» Instructions to follow
Reproduce all of the material word for word.

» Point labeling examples
※ ※ ※

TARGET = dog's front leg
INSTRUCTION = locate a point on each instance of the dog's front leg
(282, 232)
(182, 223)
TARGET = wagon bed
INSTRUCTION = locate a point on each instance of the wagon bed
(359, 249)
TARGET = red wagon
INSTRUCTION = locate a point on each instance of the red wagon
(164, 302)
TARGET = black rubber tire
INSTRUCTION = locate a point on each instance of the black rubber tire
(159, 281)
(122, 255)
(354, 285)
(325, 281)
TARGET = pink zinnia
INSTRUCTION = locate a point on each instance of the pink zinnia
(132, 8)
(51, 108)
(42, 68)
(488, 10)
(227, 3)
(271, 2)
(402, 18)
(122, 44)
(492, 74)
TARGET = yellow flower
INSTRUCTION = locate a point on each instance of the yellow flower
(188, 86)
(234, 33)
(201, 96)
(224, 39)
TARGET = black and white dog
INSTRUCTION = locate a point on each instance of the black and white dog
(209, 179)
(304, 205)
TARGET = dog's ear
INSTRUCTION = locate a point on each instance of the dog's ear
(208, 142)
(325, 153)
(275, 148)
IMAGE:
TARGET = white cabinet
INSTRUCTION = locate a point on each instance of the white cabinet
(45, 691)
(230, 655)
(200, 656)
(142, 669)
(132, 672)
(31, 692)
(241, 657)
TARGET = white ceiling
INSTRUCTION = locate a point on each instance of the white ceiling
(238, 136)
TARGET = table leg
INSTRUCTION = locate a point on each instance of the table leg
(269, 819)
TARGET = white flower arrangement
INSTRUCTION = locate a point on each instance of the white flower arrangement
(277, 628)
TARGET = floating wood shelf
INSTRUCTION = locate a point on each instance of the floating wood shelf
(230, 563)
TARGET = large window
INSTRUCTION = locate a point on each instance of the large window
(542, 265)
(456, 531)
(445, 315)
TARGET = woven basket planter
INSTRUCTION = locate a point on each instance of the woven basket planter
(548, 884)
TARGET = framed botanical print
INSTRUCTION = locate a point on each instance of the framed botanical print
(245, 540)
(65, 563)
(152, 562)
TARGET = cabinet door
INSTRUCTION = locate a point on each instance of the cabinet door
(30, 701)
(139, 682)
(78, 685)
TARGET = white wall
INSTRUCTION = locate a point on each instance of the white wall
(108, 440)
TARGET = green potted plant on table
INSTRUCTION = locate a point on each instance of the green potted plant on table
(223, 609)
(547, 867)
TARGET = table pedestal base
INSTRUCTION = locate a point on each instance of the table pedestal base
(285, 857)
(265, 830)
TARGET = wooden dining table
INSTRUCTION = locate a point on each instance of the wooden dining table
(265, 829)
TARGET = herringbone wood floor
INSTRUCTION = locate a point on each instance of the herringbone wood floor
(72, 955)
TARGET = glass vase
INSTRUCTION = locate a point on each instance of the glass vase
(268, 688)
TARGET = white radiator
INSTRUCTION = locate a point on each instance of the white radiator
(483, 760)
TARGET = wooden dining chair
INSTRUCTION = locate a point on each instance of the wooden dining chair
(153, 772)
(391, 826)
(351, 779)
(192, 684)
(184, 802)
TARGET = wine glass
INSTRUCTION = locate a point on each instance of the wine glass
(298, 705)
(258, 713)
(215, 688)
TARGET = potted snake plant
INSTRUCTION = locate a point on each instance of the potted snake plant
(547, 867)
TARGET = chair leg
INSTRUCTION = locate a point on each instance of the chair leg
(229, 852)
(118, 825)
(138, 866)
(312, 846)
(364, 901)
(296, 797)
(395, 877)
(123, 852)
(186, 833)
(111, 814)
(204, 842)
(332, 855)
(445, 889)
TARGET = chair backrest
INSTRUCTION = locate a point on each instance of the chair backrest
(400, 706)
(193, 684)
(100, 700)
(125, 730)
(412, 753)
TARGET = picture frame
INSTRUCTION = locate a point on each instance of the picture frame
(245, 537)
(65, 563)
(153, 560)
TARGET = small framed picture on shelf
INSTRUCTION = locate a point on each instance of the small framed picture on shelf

※ ※ ※

» The result
TARGET = dog's front leg
INSTRUCTION = locate a point on each instance of the dog's front leg
(282, 232)
(182, 223)
TARGET = wagon bed
INSTRUCTION = locate a point on each instance of the wagon bed
(359, 249)
TARGET = red wagon
INSTRUCTION = locate a point on each instance of the red wagon
(164, 302)
TARGET = black rubber tire
INSTRUCTION = locate a point on each instance of the black rubber tire
(159, 281)
(122, 255)
(354, 285)
(325, 281)
TARGET = pink zinnia
INSTRUCTION = locate a point on each instance of the pink zinnia
(132, 8)
(51, 108)
(42, 68)
(488, 10)
(227, 3)
(271, 2)
(402, 18)
(122, 44)
(492, 74)
TARGET = yellow flower
INSTRUCTION = locate a point on each instance of the yellow flower
(188, 86)
(234, 33)
(201, 96)
(224, 39)
TARGET = black and white dog
INSTRUCTION = locate a point on each instance of the black and white dog
(209, 179)
(304, 205)
TARGET = dog's ear
INSTRUCTION = locate a point on each instance of the dog's ear
(208, 142)
(325, 153)
(275, 148)
IMAGE:
TARGET = white cabinet
INSTRUCTION = locate a point on each instance of the white cabinet
(45, 691)
(230, 655)
(200, 656)
(142, 669)
(132, 672)
(31, 692)
(241, 657)
TARGET = white ceiling
INSTRUCTION = locate a point on each instance of the white ceiling
(238, 136)
TARGET = table leg
INSTRUCTION = locate a point on each instance of the table leg
(269, 819)
TARGET = white flower arrangement
INSTRUCTION = locate a point on each instance of the white flower arrangement
(277, 628)
TARGET = floating wood shelf
INSTRUCTION = locate a point on each instance of the floating wood shelf
(230, 563)
TARGET = large window
INSTRUCTION = locate a point on each instance of the large window
(542, 265)
(456, 531)
(445, 315)
TARGET = woven basket planter
INSTRUCTION = locate a point on each instance of the woven basket planter
(548, 884)
TARGET = framed botanical print
INSTRUCTION = locate a point on each instance of the framed botanical print
(245, 540)
(65, 563)
(152, 562)
TARGET = cabinet door
INSTRUCTION = locate a point on each instance of the cabinet door
(30, 701)
(139, 682)
(78, 685)
TARGET = white wall
INSTRUCTION = locate a point on each instance of the white wall
(108, 440)
TARGET = green potted plant on table
INSTRUCTION = locate a point on each instance of the green potted plant on table
(223, 609)
(547, 867)
TARGET = table pedestal base
INSTRUCTION = locate a point on each instance of the table pedestal base
(285, 857)
(265, 830)
TARGET = wooden dining table
INSTRUCTION = locate a point on each instance of the wooden dining table
(265, 829)
TARGET = herringbone wood floor
INSTRUCTION = locate a point on each instance of the herringbone wood floor
(72, 955)
TARGET = glass vase
INSTRUCTION = locate a point on each instance of the glass vase
(268, 688)
TARGET = white radiator
INSTRUCTION = locate a point on each instance of the white radiator
(483, 760)
TARGET = wooden dining chair
INSTRUCTION = locate a point on each instance of the wooden dining chair
(153, 772)
(391, 826)
(351, 779)
(192, 684)
(184, 802)
TARGET = wine glass
INSTRUCTION = locate a point on each instance of the wine glass
(298, 705)
(258, 713)
(215, 688)
TARGET = potted snake plant
INSTRUCTION = locate a point on each instance of the potted snake plant
(547, 867)
TARGET = chair leg
INSTRUCTION = locate a point on each instance of the chair leg
(229, 852)
(118, 825)
(138, 866)
(312, 846)
(364, 901)
(296, 797)
(395, 877)
(123, 852)
(186, 833)
(111, 814)
(204, 842)
(332, 855)
(445, 889)
TARGET = chair backrest
INSTRUCTION = locate a point on each instance of the chair backrest
(400, 706)
(193, 684)
(100, 700)
(125, 730)
(412, 753)
TARGET = picture frame
INSTRUCTION = locate a point on each instance of the picture frame
(245, 537)
(65, 563)
(153, 560)
TARGET = small framed picture on shelf
INSTRUCTION = locate a point on each instance of the small framed picture on shelf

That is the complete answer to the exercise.